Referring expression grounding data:
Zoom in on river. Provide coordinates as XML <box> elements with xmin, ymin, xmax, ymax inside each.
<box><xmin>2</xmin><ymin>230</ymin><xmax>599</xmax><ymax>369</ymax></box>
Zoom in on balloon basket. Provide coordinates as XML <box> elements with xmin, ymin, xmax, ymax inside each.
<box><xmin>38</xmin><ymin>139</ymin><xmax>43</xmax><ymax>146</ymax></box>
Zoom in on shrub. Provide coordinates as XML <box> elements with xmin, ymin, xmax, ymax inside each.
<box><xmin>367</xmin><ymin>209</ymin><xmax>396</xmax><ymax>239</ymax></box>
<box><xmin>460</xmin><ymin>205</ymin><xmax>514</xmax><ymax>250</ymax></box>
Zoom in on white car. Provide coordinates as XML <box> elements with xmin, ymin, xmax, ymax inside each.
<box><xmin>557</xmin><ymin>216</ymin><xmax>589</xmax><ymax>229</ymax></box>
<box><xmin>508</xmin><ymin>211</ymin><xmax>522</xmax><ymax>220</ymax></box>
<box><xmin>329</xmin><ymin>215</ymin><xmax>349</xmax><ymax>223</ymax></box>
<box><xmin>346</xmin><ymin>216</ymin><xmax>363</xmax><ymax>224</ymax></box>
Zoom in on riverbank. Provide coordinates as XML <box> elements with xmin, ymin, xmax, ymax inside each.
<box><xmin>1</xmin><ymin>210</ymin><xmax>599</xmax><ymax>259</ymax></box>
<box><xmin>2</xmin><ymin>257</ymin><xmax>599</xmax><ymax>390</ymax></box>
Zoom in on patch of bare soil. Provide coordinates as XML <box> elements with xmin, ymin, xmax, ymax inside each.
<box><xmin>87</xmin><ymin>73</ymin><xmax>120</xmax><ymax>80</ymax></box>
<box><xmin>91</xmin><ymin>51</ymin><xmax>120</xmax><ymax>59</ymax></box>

Exercise directions: Every entry must be set down again exactly as it reads.

Your response:
Zoom in on river. Provide coordinates as XML <box> elements with xmin, ymin, xmax, ymax inside each.
<box><xmin>2</xmin><ymin>230</ymin><xmax>599</xmax><ymax>369</ymax></box>
Zoom in on balloon basket. Provide coordinates as XML <box> elements with xmin, ymin, xmax, ymax inside each.
<box><xmin>38</xmin><ymin>139</ymin><xmax>43</xmax><ymax>146</ymax></box>
Zoom in on shrub. Provide coordinates as XML <box> elements with xmin, ymin, xmax, ymax inside each.
<box><xmin>367</xmin><ymin>209</ymin><xmax>396</xmax><ymax>239</ymax></box>
<box><xmin>460</xmin><ymin>205</ymin><xmax>514</xmax><ymax>250</ymax></box>
Zoom in on white car. Provide coordinates as XML <box> elements with xmin, ymin, xmax, ymax inside each.
<box><xmin>557</xmin><ymin>216</ymin><xmax>589</xmax><ymax>229</ymax></box>
<box><xmin>508</xmin><ymin>211</ymin><xmax>522</xmax><ymax>220</ymax></box>
<box><xmin>329</xmin><ymin>215</ymin><xmax>349</xmax><ymax>223</ymax></box>
<box><xmin>346</xmin><ymin>216</ymin><xmax>363</xmax><ymax>224</ymax></box>
Zoom in on riverbank. Provide coordinates as XML <box> elements with xmin, ymin, xmax, ymax inside each.
<box><xmin>1</xmin><ymin>210</ymin><xmax>599</xmax><ymax>259</ymax></box>
<box><xmin>2</xmin><ymin>257</ymin><xmax>599</xmax><ymax>390</ymax></box>
Zoom in on patch of bare soil. Provide coordinates as XML <box> elements with xmin, ymin, xmax, ymax inside each.
<box><xmin>87</xmin><ymin>73</ymin><xmax>120</xmax><ymax>80</ymax></box>
<box><xmin>91</xmin><ymin>51</ymin><xmax>120</xmax><ymax>59</ymax></box>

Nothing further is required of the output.